> PAGE EXTRACT
Expert 4 – Record company exec: “China is leaping the download age…we are too big and under growing the market a bit, but our internal estimate is 25% growth over the next 3-5 years”
Published Reports:
Goldman Sachs, Oct 4, 2016: “China offers a useful case study of a large, under-monetized music market plagued by piracy where streaming is opening up sizeable new monetization avenues at a time when the value of IP is being increasingly recognized…We see significant growth potential”
iResearch, 2016 Music Industry Report: “Expect 52% / 46% / 37% Industry revenue growth in 16/17/18”
Bottoms-up math:
Point 2: Premier asset primed to ride the industry tailwind
For those that didn’t grow up in China, we believe that HiM’s current roster commands similar mindshare and presence in Taiwan and mainland China to the tier 1-2 stars in the US.
A few more impressive data points about them:
HiM’s 2015 release “A Little Happiness” sang by Hebe Tien is the 1st and only Chinese music video on YouTube with > 100 mm views. It lasted 249 days as #1 on Taiwan’s largest music streaming platform and had been re-sung in other language versions across Asia.
In 2015-2016, HiM’s top star Hebe Tien is one of the most searched singers on Baidu.
HiM’s other up-and-coming star, Yoga Lin, is widely considered to be the next top pop star when it comes to vocals, music creativity, and handling.
HiM had been hosting the only melody and lyrics competition in all of China for the past 13 years.
In 2005-2010, HiM boasted the most popular girl AND boy band in China (SHE & Fahrenheit)
Industry contacts we spoke with also think very highly of them:
Expert 1 - Record label founder: “A culture and content leader in Taiwan….a company to look up to for the Taiwanese entertainment industry”.
Expert 2 – Record label exec: “Probably one of the top record companies in China with highly professional infrastructure … multi-faceted approach to development, good at managing artists’ career”.

> EXERCISE DESCRIPTION
Please extract the part of the passage on HiM and the Chinese music market starting at "HiM’s other up-and-coming" and ending at "(SHE & Fahrenheit)", keeping every word unchanged. The material that comes next is separate from the passage on HiM and the Chinese music market.

> GIVEN DATA

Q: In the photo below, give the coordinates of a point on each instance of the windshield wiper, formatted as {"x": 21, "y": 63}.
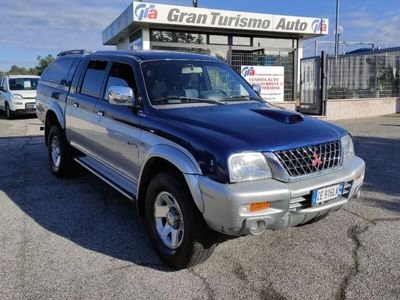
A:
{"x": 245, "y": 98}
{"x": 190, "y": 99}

> SOLUTION TO THIS PROBLEM
HiM’s other up-and-coming star, Yoga Lin, is widely considered to be the next top pop star when it comes to vocals, music creativity, and handling.
HiM had been hosting the only melody and lyrics competition in all of China for the past 13 years.
In 2005-2010, HiM boasted the most popular girl AND boy band in China (SHE & Fahrenheit)